• [Testo riportato]:
Dopo il meticoloso studio tecnico fatto su L’orchestra di Degas, Gaber rivisita La modella, uno dei lavori più noti di Tamara de Lempika, la famosa artista Art Deco. Sebbene fosse la prima volta che egli s’avventurava fuori dall’impressionismo, quest opera pittorica per aiutare il lancio di un nuovo farmaco contro il cancro rivela il senso profondo della sua arte: la passione condivisa per la sofferenza umana.
La donna si copre parte della faccia con il braccio e si presenta in modo diverso dal seno perfettamente nudo dell’originale; l’occhio esperto noterà che nella modella di Gaber – la chirurgia ne ha modificato la taglia – il braccio è più lungo del normale, effetto collaterale di questo genere d’operazione. La mutilazione del corpo appena visibile produce un carico emotivo nella donna, la quale avverte la macchia della malattia. Gaber sapeva come catturare il senso profondo di tale dramma.
Questo stesso sentimento di compassione unito alle considerazioni estetiche guidò il progetto filantropico Passione per la Vita, che Gaber lanciò nel 2004 per finanziare la ricerca sul cancro con la vendita delle sue opere. Il premio Lorenzo il Magnifico per il suo contributo sociale e per la sua iniziativa artistica non significò soltanto riconoscimento personale, ma anche l’adesione di 13.000 artisti da tutto il mondo, con l’intento di sostenere questa iniziativa patrocinata dalla Biennale di Firenze.
A Gaber piace girare lungo il fiume Senna attorno a Giverny e portare i suoi colori ad olio dove Monet e altri impressionisti avevano dipinto la loro visione del mondo; egli sa di tornare a casa con le stesse premesse che hanno ispirato i suoi maestri. Ha anche la certezza di trasmettere questo antidoto contro la sofferenza che è il connettersi con l’istante infinito quando la luce illumina la scena.
La sfumatura dorata getta un velo sul Sentiero nella foresta, creando un regno che lo spettatore non vorrebbe mai lasciare; ma anche una serie di crepuscoli e di momenti come Giovane in giardino che sogna ad occhi aperti produce, attraverso l’abilità dei colpi di pennello, sfumature che catturano la luce fino al punto di creare l’illusione del sole sulla pelle. L’esperienza di comunione con la bellezza è fondamentalmente il ritorno dell’unità perduta.

• [Materiale di partenza]:
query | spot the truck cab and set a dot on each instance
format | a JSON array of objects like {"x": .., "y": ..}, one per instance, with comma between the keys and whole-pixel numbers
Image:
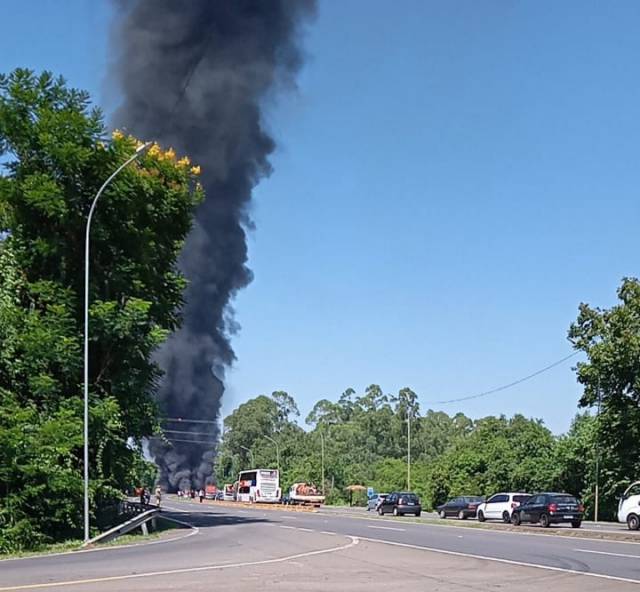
[{"x": 629, "y": 506}]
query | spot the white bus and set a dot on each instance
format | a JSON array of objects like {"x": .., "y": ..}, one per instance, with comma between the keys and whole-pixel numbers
[{"x": 259, "y": 486}]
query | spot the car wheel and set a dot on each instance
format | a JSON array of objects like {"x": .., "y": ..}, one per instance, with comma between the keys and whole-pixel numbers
[{"x": 544, "y": 521}]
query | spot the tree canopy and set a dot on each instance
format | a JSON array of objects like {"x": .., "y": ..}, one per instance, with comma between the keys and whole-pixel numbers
[{"x": 56, "y": 153}]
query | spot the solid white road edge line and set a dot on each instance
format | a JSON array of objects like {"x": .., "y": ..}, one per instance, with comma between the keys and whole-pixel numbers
[
  {"x": 608, "y": 553},
  {"x": 450, "y": 526},
  {"x": 499, "y": 560},
  {"x": 352, "y": 543},
  {"x": 194, "y": 530}
]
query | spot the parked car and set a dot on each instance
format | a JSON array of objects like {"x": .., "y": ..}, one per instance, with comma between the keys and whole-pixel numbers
[
  {"x": 629, "y": 506},
  {"x": 375, "y": 500},
  {"x": 500, "y": 506},
  {"x": 400, "y": 503},
  {"x": 549, "y": 508},
  {"x": 463, "y": 507}
]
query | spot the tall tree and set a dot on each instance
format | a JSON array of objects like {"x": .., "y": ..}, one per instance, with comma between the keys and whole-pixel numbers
[
  {"x": 55, "y": 157},
  {"x": 610, "y": 338}
]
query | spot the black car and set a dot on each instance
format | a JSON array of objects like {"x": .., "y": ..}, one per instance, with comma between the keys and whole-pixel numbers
[
  {"x": 549, "y": 508},
  {"x": 462, "y": 507},
  {"x": 400, "y": 503}
]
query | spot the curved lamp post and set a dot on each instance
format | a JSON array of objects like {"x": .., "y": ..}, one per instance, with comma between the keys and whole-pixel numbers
[
  {"x": 253, "y": 462},
  {"x": 277, "y": 452},
  {"x": 137, "y": 153}
]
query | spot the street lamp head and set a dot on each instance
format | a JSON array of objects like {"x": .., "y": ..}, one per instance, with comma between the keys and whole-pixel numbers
[{"x": 143, "y": 147}]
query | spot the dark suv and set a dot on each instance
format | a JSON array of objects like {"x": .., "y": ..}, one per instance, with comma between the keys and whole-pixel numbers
[
  {"x": 400, "y": 503},
  {"x": 549, "y": 508}
]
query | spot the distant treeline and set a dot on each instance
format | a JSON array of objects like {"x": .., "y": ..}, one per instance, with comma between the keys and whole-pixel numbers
[{"x": 365, "y": 442}]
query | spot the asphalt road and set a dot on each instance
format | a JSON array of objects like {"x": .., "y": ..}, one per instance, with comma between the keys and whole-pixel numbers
[{"x": 258, "y": 548}]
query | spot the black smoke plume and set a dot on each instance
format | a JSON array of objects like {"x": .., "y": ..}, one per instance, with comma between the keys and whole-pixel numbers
[{"x": 194, "y": 75}]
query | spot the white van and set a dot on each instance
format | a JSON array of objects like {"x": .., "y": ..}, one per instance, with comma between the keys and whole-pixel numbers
[
  {"x": 500, "y": 506},
  {"x": 629, "y": 506}
]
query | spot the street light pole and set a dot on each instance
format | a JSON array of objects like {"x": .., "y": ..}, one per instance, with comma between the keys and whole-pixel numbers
[
  {"x": 408, "y": 451},
  {"x": 597, "y": 496},
  {"x": 322, "y": 459},
  {"x": 137, "y": 153},
  {"x": 277, "y": 452},
  {"x": 253, "y": 462}
]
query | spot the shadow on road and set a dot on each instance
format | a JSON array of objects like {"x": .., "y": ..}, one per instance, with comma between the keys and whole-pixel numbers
[{"x": 208, "y": 520}]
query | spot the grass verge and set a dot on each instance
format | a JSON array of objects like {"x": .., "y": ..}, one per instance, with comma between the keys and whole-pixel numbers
[{"x": 75, "y": 544}]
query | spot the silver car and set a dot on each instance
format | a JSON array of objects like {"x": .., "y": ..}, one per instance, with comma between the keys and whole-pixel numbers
[{"x": 375, "y": 500}]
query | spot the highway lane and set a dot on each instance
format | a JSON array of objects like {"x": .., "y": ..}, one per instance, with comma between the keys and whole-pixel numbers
[
  {"x": 219, "y": 539},
  {"x": 608, "y": 558},
  {"x": 257, "y": 543},
  {"x": 431, "y": 516}
]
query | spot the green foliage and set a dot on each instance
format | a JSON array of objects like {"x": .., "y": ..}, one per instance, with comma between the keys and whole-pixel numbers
[
  {"x": 611, "y": 340},
  {"x": 366, "y": 443},
  {"x": 55, "y": 159}
]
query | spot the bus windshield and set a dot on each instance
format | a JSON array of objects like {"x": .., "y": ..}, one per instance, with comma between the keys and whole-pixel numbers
[{"x": 259, "y": 485}]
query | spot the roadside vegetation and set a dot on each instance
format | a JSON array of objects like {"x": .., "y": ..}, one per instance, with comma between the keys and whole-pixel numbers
[{"x": 55, "y": 153}]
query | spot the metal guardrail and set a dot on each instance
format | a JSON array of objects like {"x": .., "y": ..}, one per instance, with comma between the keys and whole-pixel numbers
[{"x": 143, "y": 514}]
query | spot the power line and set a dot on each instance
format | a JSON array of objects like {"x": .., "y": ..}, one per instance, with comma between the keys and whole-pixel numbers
[
  {"x": 188, "y": 433},
  {"x": 504, "y": 387},
  {"x": 182, "y": 419},
  {"x": 212, "y": 442}
]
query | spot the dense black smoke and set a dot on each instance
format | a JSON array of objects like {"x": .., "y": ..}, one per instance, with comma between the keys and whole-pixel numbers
[{"x": 194, "y": 75}]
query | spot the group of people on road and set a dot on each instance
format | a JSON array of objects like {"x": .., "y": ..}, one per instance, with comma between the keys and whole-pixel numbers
[
  {"x": 144, "y": 495},
  {"x": 192, "y": 493}
]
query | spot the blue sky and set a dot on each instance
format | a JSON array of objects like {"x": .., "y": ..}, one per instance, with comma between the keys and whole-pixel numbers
[{"x": 452, "y": 180}]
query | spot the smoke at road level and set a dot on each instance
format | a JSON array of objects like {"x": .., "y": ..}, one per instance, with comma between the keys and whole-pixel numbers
[{"x": 193, "y": 76}]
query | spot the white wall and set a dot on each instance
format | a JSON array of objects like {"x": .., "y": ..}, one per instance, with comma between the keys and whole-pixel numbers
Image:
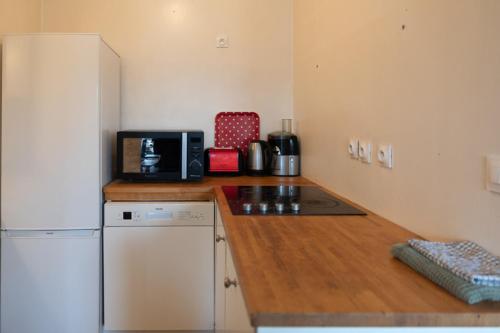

• [Attività richieste]:
• 1. Rispondi alle seguenti domande sul testo dedicato a Gaber:
(a) Quale opera di Tamara de Lempika rivisita Gaber?
(b) In quale anno Gaber lanciò il progetto Passione per la Vita?
(c) Lungo quale fiume ama girare Gaber con i suoi colori ad olio?
• 2. Estrai dal testo su Gaber, senza alcuna modifica, il passo compreso tra "Dopo il meticoloso" e "la sofferenza umana.", estremi inclusi.
• 3. Prosegui il testo sulla pittura di Gaber a partire dalla sua ultima frase.

• [Risultati attesi]:
• 1.
(a) La modella.
(b) Nel 2004.
(c) La Senna.

• 2.
Dopo il meticoloso studio tecnico fatto su L’orchestra di Degas, Gaber rivisita La modella, uno dei lavori più noti di Tamara de Lempika, la famosa artista Art Deco. Sebbene fosse la prima volta che egli s’avventurava fuori dall’impressionismo, quest opera pittorica per aiutare il lancio di un nuovo farmaco contro il cancro rivela il senso profondo della sua arte: la passione condivisa per la sofferenza umana.

• 3.
Antoine Gaber ha un progetto generoso: creare nella nebbia di un mondo turbolento una via d’uscita in cui uno si senta sufficientemente ipnotizzato da poter scappare, non per perdersi, ma per trovare se stesso. L’esperienza commovente di un paziente che piange di fronte ai suoi paesaggi e che il solo fatto di guardarli potrebbe essere parte del suo processo curativo e il sentirsi unito con l’universo è difficile da descrivere. Nell’interiorità del ricercatore e dell’artista in questo caso v’è una coesistenza c’è un intenzione: ripristinare la bellezza dell’universo.
“Non cerco di superare Monet. Cito Monet e il suo stile per creare serenità e per ri-stabilire un equilibrio emotivo. Di fronte alla sua opera, l’esperienza dello spettatore è fortemente legata al sacro. C’è una porta nel suo dipinto la quale conduce a quell’altra riva, che possiamo vedere soltanto dall’esperienza poetica razionalmente indimostrabile. La possibilità di curare l’anima della civilizzazione implica l’espressione a lungo dimenticata dalla cecità moderna: ricreare la bellezza dell’universo fatto da Dio attraverso un arte che trae la sua forza dal mistero che unisce tutte le cose.
Antoine Gaber dipinge anche immagini floreali. Alcuni dicono che sono le sole cose rimaste del paradiso. Tentare di ricrearle è il supremo compito dell’artista.